Produce the same data once more, line for line.

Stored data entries
--

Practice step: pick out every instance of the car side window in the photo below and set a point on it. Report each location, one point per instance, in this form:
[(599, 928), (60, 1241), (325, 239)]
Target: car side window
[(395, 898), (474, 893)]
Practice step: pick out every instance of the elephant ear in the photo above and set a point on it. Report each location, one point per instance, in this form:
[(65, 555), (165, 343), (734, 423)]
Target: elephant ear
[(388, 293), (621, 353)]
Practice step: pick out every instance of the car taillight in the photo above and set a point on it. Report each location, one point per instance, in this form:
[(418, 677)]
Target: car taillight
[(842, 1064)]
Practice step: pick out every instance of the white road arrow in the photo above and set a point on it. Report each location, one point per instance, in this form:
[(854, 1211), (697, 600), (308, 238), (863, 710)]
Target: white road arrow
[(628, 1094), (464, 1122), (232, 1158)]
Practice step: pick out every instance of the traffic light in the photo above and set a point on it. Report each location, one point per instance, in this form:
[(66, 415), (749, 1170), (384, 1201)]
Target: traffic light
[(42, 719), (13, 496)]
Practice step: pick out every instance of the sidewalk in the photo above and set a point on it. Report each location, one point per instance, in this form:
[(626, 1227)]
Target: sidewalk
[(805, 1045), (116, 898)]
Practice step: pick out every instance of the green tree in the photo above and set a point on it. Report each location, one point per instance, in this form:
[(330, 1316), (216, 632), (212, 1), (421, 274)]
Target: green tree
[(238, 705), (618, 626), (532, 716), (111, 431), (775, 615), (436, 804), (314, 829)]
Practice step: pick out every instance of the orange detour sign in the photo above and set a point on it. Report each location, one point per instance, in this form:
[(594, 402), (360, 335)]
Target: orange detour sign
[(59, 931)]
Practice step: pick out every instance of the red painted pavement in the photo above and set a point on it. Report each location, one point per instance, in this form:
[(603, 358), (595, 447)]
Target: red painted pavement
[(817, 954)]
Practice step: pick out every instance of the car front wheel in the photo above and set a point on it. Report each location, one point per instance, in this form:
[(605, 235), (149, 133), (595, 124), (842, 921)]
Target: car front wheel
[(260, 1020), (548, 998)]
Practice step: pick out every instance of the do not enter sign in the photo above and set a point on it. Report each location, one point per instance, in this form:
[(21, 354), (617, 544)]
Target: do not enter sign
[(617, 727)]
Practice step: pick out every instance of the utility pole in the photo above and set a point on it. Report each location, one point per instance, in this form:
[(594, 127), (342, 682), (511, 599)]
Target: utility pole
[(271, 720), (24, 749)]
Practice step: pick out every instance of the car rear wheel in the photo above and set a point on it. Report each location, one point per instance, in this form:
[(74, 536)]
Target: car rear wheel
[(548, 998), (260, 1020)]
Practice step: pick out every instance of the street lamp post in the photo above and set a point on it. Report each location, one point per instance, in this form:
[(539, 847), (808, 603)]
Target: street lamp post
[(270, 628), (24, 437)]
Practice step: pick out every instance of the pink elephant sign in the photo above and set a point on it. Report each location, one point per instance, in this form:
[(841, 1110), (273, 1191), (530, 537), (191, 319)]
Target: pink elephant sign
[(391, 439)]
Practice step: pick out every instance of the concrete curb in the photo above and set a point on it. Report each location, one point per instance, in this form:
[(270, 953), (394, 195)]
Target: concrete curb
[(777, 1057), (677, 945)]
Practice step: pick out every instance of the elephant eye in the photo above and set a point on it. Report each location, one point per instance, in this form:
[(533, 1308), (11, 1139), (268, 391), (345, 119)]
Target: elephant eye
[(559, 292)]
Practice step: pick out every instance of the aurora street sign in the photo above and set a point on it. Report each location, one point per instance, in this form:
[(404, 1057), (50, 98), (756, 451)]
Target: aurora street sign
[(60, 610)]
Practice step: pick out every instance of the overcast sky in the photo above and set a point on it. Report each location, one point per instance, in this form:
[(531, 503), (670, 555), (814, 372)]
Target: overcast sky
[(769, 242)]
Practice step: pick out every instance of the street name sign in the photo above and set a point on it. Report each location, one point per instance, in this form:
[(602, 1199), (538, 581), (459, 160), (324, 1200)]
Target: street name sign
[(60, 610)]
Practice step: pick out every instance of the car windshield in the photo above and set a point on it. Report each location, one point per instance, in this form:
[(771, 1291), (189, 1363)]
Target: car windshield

--

[The completed task]
Practice step: pick out every instance of the car side window in the photo below and set a point on it. Report each location, one point per instance, in this form:
[(599, 928), (60, 1241), (325, 239)]
Target: car side window
[(395, 898), (474, 893)]
Practice step: pick out every instance of the elephant ear in the photo above and set a point on it. Report each location, one point per instance, in this form:
[(65, 555), (165, 343), (734, 423)]
Target: elephant ear
[(388, 293), (621, 353)]
Practice step: pick out every instance of the car taillight in the photo above and set a point on it. Report each location, one point per instance, in this form:
[(418, 677)]
Target: car taillight
[(842, 1064)]
Practice step: pick out every instance of the white road arrow in the photo above and set a point on it. Report each location, one point per instance, in this form:
[(854, 1211), (697, 600), (308, 238), (863, 710)]
Target: white road arrow
[(628, 1094), (464, 1122), (232, 1158)]
Practice step: pick out every instance of the traffic light in the photo above and set a point on it. Report each location, one point per instance, in this form:
[(66, 415), (749, 1170), (384, 1201)]
Target: traffic light
[(42, 719), (13, 496)]
Practice step: pick out every instance of the sidewalk in the photo above and set a point on it. Report each location, one point per instance, in this form:
[(626, 1227)]
Target: sidewalk
[(805, 1045), (116, 898)]
Practice step: pick out every instance of the green tree in the photo above and set a point on it. Report each location, one point per instance, in this form:
[(330, 1316), (216, 632), (212, 1), (421, 274)]
Target: green tree
[(238, 705), (618, 626), (532, 716), (111, 431), (775, 615), (436, 804), (314, 829)]
Practice step: pick out every instance of the orange detour sign in the photo above and set a point on it. Report each location, one point per instance, in this form:
[(594, 402), (360, 335)]
Target: orange detour sign
[(59, 931)]
Practice step: pick out every instance of the red painted pavement in the photo above and set a point on it. Report each location, one point per instance, in this form:
[(603, 358), (595, 447)]
Target: red painted pavement
[(817, 954)]
Practice step: pick out every instance of the car front wheel in the photo above and set a point on it. Report each location, one point per instance, in this form:
[(605, 235), (149, 133), (595, 124), (842, 921)]
Target: car front wheel
[(260, 1020), (548, 998)]
Practice step: pick out every instance of the do not enter sign in the photo above and set a point on it. Report each location, one point per instance, in this form:
[(21, 354), (617, 544)]
Target: do not enter sign
[(617, 727)]
Practice step: pick out every instance of the utility pole in the photo above and set a point on it. Report each location, one point per instance, in this form:
[(594, 127), (342, 682), (511, 599)]
Target: utility pole
[(271, 720), (24, 749)]
Practice step: pick out every instance of the car rear wheel in the photo above and set a point on it. Report each location, one point per instance, in this form:
[(74, 536)]
Target: car rear wheel
[(548, 998), (260, 1020)]
Practice step: pick out every instance of the street lamp post in the photo above and set a point on it. Report each location, one point per instance, in this form:
[(539, 847), (808, 603)]
Target: street lamp post
[(270, 628), (24, 437)]
Practice step: pick out every instance of the pink elephant sign in the photo above and set a point on it. Report each location, one point per instance, in this form:
[(841, 1110), (273, 1191), (530, 537), (191, 319)]
Target: pink elephant sign
[(391, 439)]
Practice step: pick out every instance of the concrete curb in the photo above and set a point on it. Report each location, one point per instance, in this form:
[(270, 953), (394, 195)]
Target: concrete curb
[(777, 1057), (677, 945)]
Practice step: pick out every instance of the elephant eye in the photo above and set a point on it. Report each location, one point per instance, in this form:
[(533, 1308), (11, 1139), (268, 391), (345, 119)]
Target: elephant eye
[(559, 292)]
Practice step: pick out every instance of the aurora street sign in the photo above and set a point on it. Report each location, one point per instance, in this form:
[(404, 1057), (50, 98), (756, 451)]
Target: aurora street sign
[(60, 610)]
Practice step: pick out every instance of the overcast sky in the photo above and set a point on it. Report each location, one point per instance, in this form:
[(531, 503), (670, 555), (814, 372)]
Target: overcast sky
[(769, 242)]
Practice step: pick out every instance of the street name sign in the photo above and set a point on it. Report each location, one point per instance, in this form:
[(602, 1199), (538, 581), (459, 160), (324, 1200)]
Target: street name sign
[(60, 610)]
Practice step: pick out every instance of the car windshield in the photo above and set a point on it. Report each location, one point per instance, in this form:
[(771, 1291), (189, 1363)]
Target: car windshield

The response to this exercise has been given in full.